WHAT TO PRODUCE >>
Please recast the listing below as a Markdown table with the columns Row and Line, giving each nonblank line its own numbered row.

STORED RECORDS >>
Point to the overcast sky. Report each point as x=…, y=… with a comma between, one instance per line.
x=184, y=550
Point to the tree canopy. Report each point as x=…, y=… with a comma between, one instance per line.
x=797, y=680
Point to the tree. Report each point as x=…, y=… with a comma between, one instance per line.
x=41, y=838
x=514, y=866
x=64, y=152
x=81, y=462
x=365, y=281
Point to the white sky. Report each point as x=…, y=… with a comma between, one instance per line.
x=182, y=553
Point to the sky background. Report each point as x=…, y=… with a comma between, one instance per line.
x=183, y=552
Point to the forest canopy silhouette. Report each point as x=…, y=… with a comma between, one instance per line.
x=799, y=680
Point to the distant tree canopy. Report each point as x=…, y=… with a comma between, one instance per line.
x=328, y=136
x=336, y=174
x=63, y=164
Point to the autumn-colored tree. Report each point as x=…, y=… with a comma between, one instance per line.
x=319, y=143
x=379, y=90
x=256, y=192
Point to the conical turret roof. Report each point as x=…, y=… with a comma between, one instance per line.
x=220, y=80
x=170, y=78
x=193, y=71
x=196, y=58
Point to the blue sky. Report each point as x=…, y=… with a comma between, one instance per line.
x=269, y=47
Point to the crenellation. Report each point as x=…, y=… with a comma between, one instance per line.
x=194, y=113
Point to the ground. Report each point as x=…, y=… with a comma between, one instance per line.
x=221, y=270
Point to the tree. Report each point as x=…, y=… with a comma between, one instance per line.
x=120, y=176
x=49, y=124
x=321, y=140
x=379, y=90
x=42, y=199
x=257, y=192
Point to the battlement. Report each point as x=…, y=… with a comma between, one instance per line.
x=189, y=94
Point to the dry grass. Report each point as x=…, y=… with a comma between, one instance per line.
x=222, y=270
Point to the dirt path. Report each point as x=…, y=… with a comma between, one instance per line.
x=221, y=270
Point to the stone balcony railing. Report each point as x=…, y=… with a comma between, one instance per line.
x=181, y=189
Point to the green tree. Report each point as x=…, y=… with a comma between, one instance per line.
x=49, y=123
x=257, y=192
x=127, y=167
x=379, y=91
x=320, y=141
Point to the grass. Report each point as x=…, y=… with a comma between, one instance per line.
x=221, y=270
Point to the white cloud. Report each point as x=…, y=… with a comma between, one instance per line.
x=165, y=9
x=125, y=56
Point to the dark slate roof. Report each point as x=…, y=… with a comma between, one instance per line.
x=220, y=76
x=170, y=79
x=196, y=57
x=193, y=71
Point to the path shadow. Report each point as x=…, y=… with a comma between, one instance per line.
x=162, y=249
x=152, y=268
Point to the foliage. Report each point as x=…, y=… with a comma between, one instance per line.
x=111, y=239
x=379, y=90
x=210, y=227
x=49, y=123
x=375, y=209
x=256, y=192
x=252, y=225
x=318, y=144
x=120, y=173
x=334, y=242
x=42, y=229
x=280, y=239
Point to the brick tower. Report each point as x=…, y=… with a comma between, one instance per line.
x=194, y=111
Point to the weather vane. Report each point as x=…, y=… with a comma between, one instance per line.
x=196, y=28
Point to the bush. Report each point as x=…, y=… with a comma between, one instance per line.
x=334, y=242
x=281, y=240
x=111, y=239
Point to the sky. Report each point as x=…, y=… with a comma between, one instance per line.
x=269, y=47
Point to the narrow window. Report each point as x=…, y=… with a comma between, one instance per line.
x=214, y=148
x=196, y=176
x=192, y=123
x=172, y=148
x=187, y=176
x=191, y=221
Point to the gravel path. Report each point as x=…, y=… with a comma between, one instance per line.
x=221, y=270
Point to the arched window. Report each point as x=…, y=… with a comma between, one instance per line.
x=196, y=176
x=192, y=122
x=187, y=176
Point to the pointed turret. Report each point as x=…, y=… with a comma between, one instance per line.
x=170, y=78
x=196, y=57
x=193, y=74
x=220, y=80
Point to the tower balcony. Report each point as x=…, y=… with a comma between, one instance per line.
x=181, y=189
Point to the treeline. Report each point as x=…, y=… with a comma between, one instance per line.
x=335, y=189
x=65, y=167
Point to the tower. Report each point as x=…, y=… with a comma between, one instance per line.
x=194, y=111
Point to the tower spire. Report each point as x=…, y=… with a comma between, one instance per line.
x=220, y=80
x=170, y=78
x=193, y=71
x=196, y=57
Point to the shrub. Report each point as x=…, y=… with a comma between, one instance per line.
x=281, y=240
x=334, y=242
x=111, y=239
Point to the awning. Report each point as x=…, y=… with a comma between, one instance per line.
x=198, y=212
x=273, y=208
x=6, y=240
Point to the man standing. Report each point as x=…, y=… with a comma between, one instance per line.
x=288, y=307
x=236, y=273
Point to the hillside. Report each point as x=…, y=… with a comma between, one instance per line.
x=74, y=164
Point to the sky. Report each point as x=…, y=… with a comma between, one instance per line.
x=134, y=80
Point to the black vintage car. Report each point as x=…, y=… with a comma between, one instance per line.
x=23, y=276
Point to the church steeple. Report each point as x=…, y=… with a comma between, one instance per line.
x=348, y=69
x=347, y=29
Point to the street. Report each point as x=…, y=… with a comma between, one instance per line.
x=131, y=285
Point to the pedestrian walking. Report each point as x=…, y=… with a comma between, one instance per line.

THE SOLUTION >>
| Row | Line |
|---|---|
| 1 | Point to the overcast sky. Report each point as x=…, y=… with a comma between, one instance per line. |
| 2 | x=184, y=550 |
| 3 | Point to the tree canopy. Report each point as x=…, y=… with a comma between, one instance per line. |
| 4 | x=797, y=680 |
| 5 | Point to the tree. Report each point as x=…, y=… with a comma between, one instance per line. |
| 6 | x=41, y=838 |
| 7 | x=514, y=866 |
| 8 | x=64, y=152 |
| 9 | x=81, y=462 |
| 10 | x=365, y=281 |
| 11 | Point to the white sky. Report each point as x=…, y=… with a comma between, one instance per line. |
| 12 | x=182, y=553 |
| 13 | Point to the sky background. Report each point as x=…, y=… with a comma between, one instance per line. |
| 14 | x=183, y=552 |
| 15 | Point to the forest canopy silhouette. Report each point as x=…, y=… with a comma between, one instance per line. |
| 16 | x=799, y=680 |
| 17 | Point to the distant tree canopy. Report each point as x=…, y=… with a comma between, one instance per line. |
| 18 | x=328, y=136 |
| 19 | x=336, y=174 |
| 20 | x=63, y=164 |
| 21 | Point to the autumn-colored tree. Report each point as x=…, y=… with a comma between, one instance per line. |
| 22 | x=319, y=143 |
| 23 | x=379, y=90 |
| 24 | x=256, y=192 |
| 25 | Point to the conical turret roof. Report each point as x=…, y=… with a comma between, one instance per line. |
| 26 | x=220, y=80 |
| 27 | x=170, y=78 |
| 28 | x=193, y=71 |
| 29 | x=196, y=58 |
| 30 | Point to the blue sky. Report each point as x=…, y=… with a comma between, one instance per line. |
| 31 | x=269, y=47 |
| 32 | Point to the crenellation. Report each point as x=…, y=… with a comma between, one instance per line. |
| 33 | x=194, y=113 |
| 34 | Point to the ground. Report each point as x=…, y=… with a comma between, one instance per line. |
| 35 | x=221, y=270 |
| 36 | Point to the tree. Report each point as x=…, y=… with a comma between, one instance per line. |
| 37 | x=120, y=176 |
| 38 | x=49, y=124 |
| 39 | x=321, y=140 |
| 40 | x=379, y=90 |
| 41 | x=42, y=199 |
| 42 | x=257, y=192 |
| 43 | Point to the battlement. Report each point as x=…, y=… with a comma between, one instance per line. |
| 44 | x=189, y=94 |
| 45 | Point to the dry grass. Report each point as x=…, y=… with a comma between, one instance per line. |
| 46 | x=222, y=270 |
| 47 | Point to the dirt path. Report each point as x=…, y=… with a comma between, one instance per line. |
| 48 | x=221, y=270 |
| 49 | Point to the stone balcony railing. Report each point as x=…, y=… with a comma between, one instance per line. |
| 50 | x=181, y=189 |
| 51 | Point to the green tree. Report each point as x=…, y=… with a comma between, one instance per line. |
| 52 | x=49, y=123 |
| 53 | x=257, y=192 |
| 54 | x=127, y=167 |
| 55 | x=379, y=91 |
| 56 | x=320, y=141 |
| 57 | Point to the grass. Report each point as x=…, y=… with a comma between, one instance per line. |
| 58 | x=221, y=270 |
| 59 | Point to the white cloud. Report each point as x=…, y=… with a comma between, one instance per line. |
| 60 | x=165, y=9 |
| 61 | x=125, y=56 |
| 62 | Point to the dark slate roof. Report each point as x=…, y=… with a comma between, one instance per line. |
| 63 | x=220, y=76 |
| 64 | x=170, y=79 |
| 65 | x=196, y=57 |
| 66 | x=193, y=71 |
| 67 | Point to the path shadow. Report each point as x=…, y=… with a comma between, one instance per line. |
| 68 | x=162, y=249 |
| 69 | x=152, y=268 |
| 70 | Point to the foliage. Report each point as x=…, y=… with a comma between, one instance per line. |
| 71 | x=111, y=239 |
| 72 | x=379, y=90 |
| 73 | x=210, y=227 |
| 74 | x=49, y=123 |
| 75 | x=375, y=209 |
| 76 | x=256, y=192 |
| 77 | x=252, y=225 |
| 78 | x=318, y=144 |
| 79 | x=120, y=173 |
| 80 | x=334, y=242 |
| 81 | x=42, y=229 |
| 82 | x=280, y=239 |
| 83 | Point to the brick tower. Report each point as x=…, y=… with a comma between, one instance per line. |
| 84 | x=194, y=111 |
| 85 | Point to the weather vane. Report each point as x=…, y=… with a comma between, one instance per line. |
| 86 | x=196, y=28 |
| 87 | Point to the bush. Report each point as x=…, y=… with a comma between, one instance per line. |
| 88 | x=334, y=242 |
| 89 | x=281, y=240 |
| 90 | x=111, y=239 |
| 91 | Point to the sky. Report each point as x=…, y=… with a comma between, one instance per line. |
| 92 | x=269, y=47 |
| 93 | Point to the narrow window. Report each point as x=…, y=… with a comma between, one instance per line. |
| 94 | x=214, y=148 |
| 95 | x=196, y=176 |
| 96 | x=192, y=123 |
| 97 | x=172, y=148 |
| 98 | x=187, y=176 |
| 99 | x=191, y=221 |
| 100 | Point to the gravel path. Report each point as x=…, y=… with a comma between, one instance per line. |
| 101 | x=221, y=270 |
| 102 | Point to the arched window. Report each point as x=…, y=… with a comma between, one instance per line. |
| 103 | x=196, y=176 |
| 104 | x=192, y=122 |
| 105 | x=187, y=176 |
| 106 | Point to the pointed turret. Report each point as x=…, y=… with a comma between, one instance per line. |
| 107 | x=170, y=78 |
| 108 | x=196, y=57 |
| 109 | x=193, y=74 |
| 110 | x=220, y=80 |
| 111 | Point to the tower balcony. Report each point as x=…, y=… with a comma between, one instance per line. |
| 112 | x=181, y=189 |
| 113 | Point to the treeline. Report each point as x=…, y=… with a comma between, one instance per line. |
| 114 | x=335, y=189 |
| 115 | x=65, y=167 |
| 116 | Point to the tower. Report each point as x=…, y=… with a comma between, one instance per line. |
| 117 | x=194, y=111 |
| 118 | Point to the tower spire. Report each point as x=…, y=… with a comma between, one instance per line. |
| 119 | x=220, y=80 |
| 120 | x=170, y=78 |
| 121 | x=193, y=71 |
| 122 | x=196, y=57 |
| 123 | Point to the shrub. Report each point as x=…, y=… with a comma between, one instance per line. |
| 124 | x=281, y=240 |
| 125 | x=334, y=242 |
| 126 | x=111, y=239 |
| 127 | Point to the awning. Report each point as x=…, y=… with a comma between, one instance per line. |
| 128 | x=198, y=212 |
| 129 | x=273, y=208 |
| 130 | x=6, y=240 |
| 131 | Point to the man standing. Report each point as x=…, y=… with a comma between, one instance per line. |
| 132 | x=288, y=307 |
| 133 | x=236, y=273 |
| 134 | Point to the hillside. Report each point as x=…, y=… with a comma between, one instance per line. |
| 135 | x=74, y=164 |
| 136 | Point to the sky. Report each point as x=…, y=… with a comma between, one instance per line. |
| 137 | x=134, y=80 |
| 138 | Point to the black vintage car. Report each point as x=…, y=… with a comma between, one instance per line. |
| 139 | x=23, y=276 |
| 140 | Point to the church steeple. Report each point as x=…, y=… with a comma between, one instance per line. |
| 141 | x=348, y=69 |
| 142 | x=347, y=29 |
| 143 | Point to the street. Report each point as x=…, y=… with a comma between, one instance per line. |
| 144 | x=131, y=285 |
| 145 | Point to the pedestrian walking. Report each point as x=…, y=… with a comma between, one instance per line. |